- _引用した文章_:
▽

マチンガのノート

読書、映画の感想など  

「シベリアの生と死」 坂本龍彦

2013-05-08 23:13:57 | 日記
1993年に出版されたものだが、様々な抑留者のことが
書いてあった。
シベリア全体にソ連圏、その他の出身の流刑者、抑留者がいて
貧しく、物資はないが、素朴で大らかだったらしい。
1946年ころは、食糧難のために、現地人の方も、日本人抑留者も
それ程、食料は変わりがなかったそうだ。
パウル・カレルの「捕虜」などでも、ドイツ人捕虜が朝に作業に行くために
行進していると、よくソ連人の行き倒れが道端で凍って固まっていたとある。
最後の方に、日本の左翼の元抑留者の方が、ソ連崩壊のころに
ロシアに行ったときに、現地の売春婦らしい人が
「You are my type」
と言って、寄ってくるのを、その方は
「堕落した」、つまらんなどと言っているところだった。
働く場所が無い、お金がないから、好きでもない外国人に
体を売っているのを、「堕落した」と言う想像力の無さには
驚いた。
当時の日本なら健康で働く気があれば、それなりに
働くところが在るだろうが、
ソ連が崩壊して、旧ソ連圏全体が混乱しているのに
「堕落した」から体を売っていると見てしまうのは、
今から見ると、とても無知だったのだろう。

△

- _やること_:
a – シベリア抑留の本の感想文を読んで、次の問いに答えてください。
(i) 取り上げられている本は何年に出版されたものですか。
(ii) 1946年ころ、現地人と日本人抑留者の食料はどうだったと書かれていますか。
(iii) パウル・カレルの「捕虜」によると、ドイツ人捕虜が朝に作業へ行進していると、道端に何がよくあったとされていますか。
b – シベリア抑留の本の感想文を、最後の文のあとから続けて書いてください。

- _渡された情報_:
▽

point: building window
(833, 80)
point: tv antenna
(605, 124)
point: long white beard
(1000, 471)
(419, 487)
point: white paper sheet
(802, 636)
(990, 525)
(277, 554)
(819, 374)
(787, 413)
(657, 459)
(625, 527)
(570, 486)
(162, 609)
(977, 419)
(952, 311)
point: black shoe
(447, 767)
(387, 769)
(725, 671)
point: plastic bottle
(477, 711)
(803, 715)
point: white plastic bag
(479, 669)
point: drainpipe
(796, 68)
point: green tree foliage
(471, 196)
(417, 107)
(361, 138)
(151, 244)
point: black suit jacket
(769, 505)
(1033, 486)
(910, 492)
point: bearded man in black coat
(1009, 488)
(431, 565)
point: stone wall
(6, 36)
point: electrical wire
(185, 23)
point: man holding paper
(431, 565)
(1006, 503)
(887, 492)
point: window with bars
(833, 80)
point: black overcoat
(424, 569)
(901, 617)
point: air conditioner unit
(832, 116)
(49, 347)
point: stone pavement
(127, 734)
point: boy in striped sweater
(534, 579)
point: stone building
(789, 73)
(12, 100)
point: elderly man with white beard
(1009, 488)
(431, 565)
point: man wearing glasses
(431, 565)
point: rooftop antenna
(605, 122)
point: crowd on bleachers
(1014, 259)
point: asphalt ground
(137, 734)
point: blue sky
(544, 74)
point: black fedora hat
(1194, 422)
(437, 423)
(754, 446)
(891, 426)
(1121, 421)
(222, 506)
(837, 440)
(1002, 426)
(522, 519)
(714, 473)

△
▽

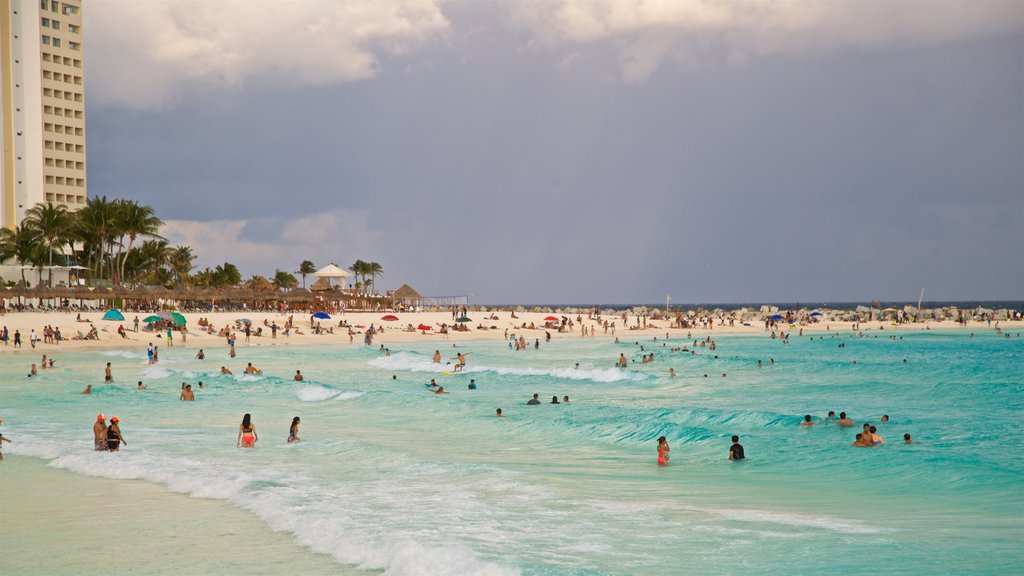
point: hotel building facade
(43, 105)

△
▽

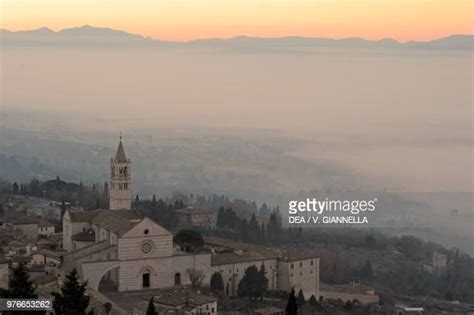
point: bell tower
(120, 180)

△

- _それぞれの答え_:
a –
(i) 1993年
(ii) 食糧難のため、それ程変わりがなかった。
(iii) 凍って固まったソ連人の行き倒れ

b –
「アウシュヴィッツの〈回教徒〉」 柿本昭人著

2013-05-05 18:48:07 | 日記
本書には、アウシュビッツなどの、ナチスの強制収容所を生き残った方々が、
収容所内で「回教徒」と呼んでいた人たちについてどの様に捉えているか、
それが現代にどの様に影響しているかについて書かれてある。
強制労働と、乏しい食料による飢餓状態で、骸骨のように痩せて、消耗しきって、毛布を被って
体を揺すっているなど、死ぬ寸前の方々を蔑称で「回教徒」と呼んでいたそうだ。
生き残った方々は、「回教徒」達は、自分の意思も精神も持っていない、我々とは違う種類の人間で、
生きる価値が無いとしていたそうだ。
それに比べて、生き残った我々は、それだけの価値があるから
生き残ったと語られるそうだ。
強制収容所の異常な状況で持つようになった価値観が
解放後数十年しても変わらず、本人たちも、「回教徒」という
呼び方に何の疑問も持たずに、使っていたそうだ。
「アーリア人は優れていて、スラブ人は劣っていて、
アラブ人、ユダヤ人はさらに劣っている」という
ナチスによる強制収容という、一種の監禁、洗脳は
解放後も「有用なものは生きる価値があり、無用なものには生きる価値がない」という
価値観として、生き残った方々にも植えつけられて、
戦後社会にも大きな影響を残しているそうだ。
もちろん強制収容された方々には何の責任もないが
単に生理的に生き残ったからと、その後の対応が
なされなければ、自然に元に戻る訳ではないようだ。


知的能力と心理臨床と発達障害 その2

2013-05-01 11:18:43 | 日記
心理臨床家のほとんど全ては、学校生活、社会生活を通じて
知的能力が高い、何かが出来る、などで評価されてきているので
発達障害の方が、無理矢理に何かを暗記したり、出来るように
表面上だけしていることを、解除するスタンスでは臨めないのではないだろうか?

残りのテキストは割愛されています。